[WHAT IS BEING ASKED]: Copy out the listing below word for word, leaving the pictures out of your copy.

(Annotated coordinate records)
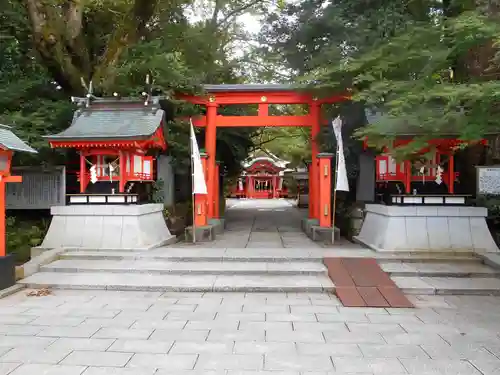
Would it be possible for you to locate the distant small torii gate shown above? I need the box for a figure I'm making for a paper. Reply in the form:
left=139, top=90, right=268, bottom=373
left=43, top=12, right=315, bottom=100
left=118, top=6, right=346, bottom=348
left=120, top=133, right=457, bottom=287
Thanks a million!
left=178, top=84, right=348, bottom=227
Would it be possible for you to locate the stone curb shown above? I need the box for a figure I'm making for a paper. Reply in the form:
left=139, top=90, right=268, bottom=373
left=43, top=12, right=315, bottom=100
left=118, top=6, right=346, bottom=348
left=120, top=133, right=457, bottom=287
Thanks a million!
left=477, top=253, right=500, bottom=269
left=16, top=248, right=66, bottom=280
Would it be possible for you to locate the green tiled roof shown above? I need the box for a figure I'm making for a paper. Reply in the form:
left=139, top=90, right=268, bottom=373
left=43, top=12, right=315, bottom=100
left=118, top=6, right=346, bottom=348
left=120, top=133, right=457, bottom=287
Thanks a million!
left=0, top=125, right=37, bottom=154
left=45, top=105, right=165, bottom=141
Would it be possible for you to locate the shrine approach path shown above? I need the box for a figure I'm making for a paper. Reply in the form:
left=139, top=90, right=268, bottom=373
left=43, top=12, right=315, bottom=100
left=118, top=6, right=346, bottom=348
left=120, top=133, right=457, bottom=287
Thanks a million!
left=182, top=199, right=350, bottom=249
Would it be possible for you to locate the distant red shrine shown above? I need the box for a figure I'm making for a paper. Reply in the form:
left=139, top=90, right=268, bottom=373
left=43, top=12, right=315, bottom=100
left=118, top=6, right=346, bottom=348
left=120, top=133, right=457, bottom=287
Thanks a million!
left=230, top=152, right=288, bottom=199
left=46, top=97, right=167, bottom=198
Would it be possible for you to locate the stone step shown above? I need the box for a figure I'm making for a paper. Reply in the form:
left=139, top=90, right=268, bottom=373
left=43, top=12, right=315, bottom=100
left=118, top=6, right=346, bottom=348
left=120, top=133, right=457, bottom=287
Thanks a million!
left=19, top=272, right=335, bottom=292
left=60, top=249, right=482, bottom=264
left=41, top=259, right=326, bottom=275
left=379, top=262, right=500, bottom=277
left=391, top=276, right=500, bottom=296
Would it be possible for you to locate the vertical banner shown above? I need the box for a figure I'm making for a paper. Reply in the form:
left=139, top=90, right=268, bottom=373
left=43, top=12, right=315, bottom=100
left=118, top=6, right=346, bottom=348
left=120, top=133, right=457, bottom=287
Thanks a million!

[EXERCISE ANSWER]:
Would it be possible for you to locate the distant small torii gate shown above? I need the box for a figure I'm making for a paper. Reply in the form:
left=139, top=90, right=268, bottom=373
left=43, top=12, right=315, bottom=100
left=118, top=6, right=346, bottom=348
left=120, top=133, right=457, bottom=287
Thanks a million!
left=178, top=84, right=348, bottom=227
Would it be possible for you to locate the stone curb shown above? I need the box for a figure I'm making for a paper. Reply in the form:
left=139, top=90, right=268, bottom=373
left=43, top=12, right=315, bottom=100
left=118, top=6, right=346, bottom=348
left=120, top=133, right=457, bottom=287
Thanks a million!
left=477, top=253, right=500, bottom=269
left=16, top=248, right=66, bottom=280
Would it be possible for you to locate the green tiled roof shown above? I need the box for a figure I'm making for a paper. Reply in the form:
left=139, top=90, right=268, bottom=373
left=43, top=12, right=315, bottom=100
left=118, top=6, right=346, bottom=348
left=120, top=133, right=457, bottom=287
Thanks a million!
left=0, top=125, right=37, bottom=154
left=45, top=105, right=165, bottom=141
Would it be possible for you to locate the shrine approach path shown above? I need the box for a figure I'm making for a paper. Reply in the form:
left=139, top=90, right=268, bottom=373
left=43, top=12, right=315, bottom=100
left=118, top=6, right=346, bottom=348
left=120, top=133, right=457, bottom=287
Thanks a million!
left=182, top=199, right=350, bottom=249
Would it be possible for you to locate the distant red shrine shown above? I need the box for a figure I'm making for a paper. Reply in the form:
left=139, top=90, right=268, bottom=373
left=43, top=12, right=315, bottom=100
left=118, top=6, right=346, bottom=348
left=120, top=133, right=457, bottom=287
Thanks a million!
left=230, top=152, right=288, bottom=199
left=46, top=97, right=167, bottom=198
Would it be possible for you to locate the stone step shown above? I need the box for a figure I'm making for a paper. Reply in the form:
left=139, top=90, right=268, bottom=373
left=43, top=12, right=315, bottom=100
left=118, top=6, right=346, bottom=348
left=120, top=133, right=457, bottom=287
Thanks a million!
left=19, top=272, right=335, bottom=292
left=60, top=249, right=482, bottom=264
left=41, top=259, right=326, bottom=275
left=379, top=262, right=500, bottom=277
left=391, top=276, right=500, bottom=296
Would it be possible for you to locate the vertical banner shown above? I need the box for a figure I'm making for a paper. Reply in the form:
left=139, top=90, right=268, bottom=373
left=43, top=12, right=315, bottom=100
left=118, top=6, right=346, bottom=348
left=120, top=133, right=457, bottom=287
Thanks a million!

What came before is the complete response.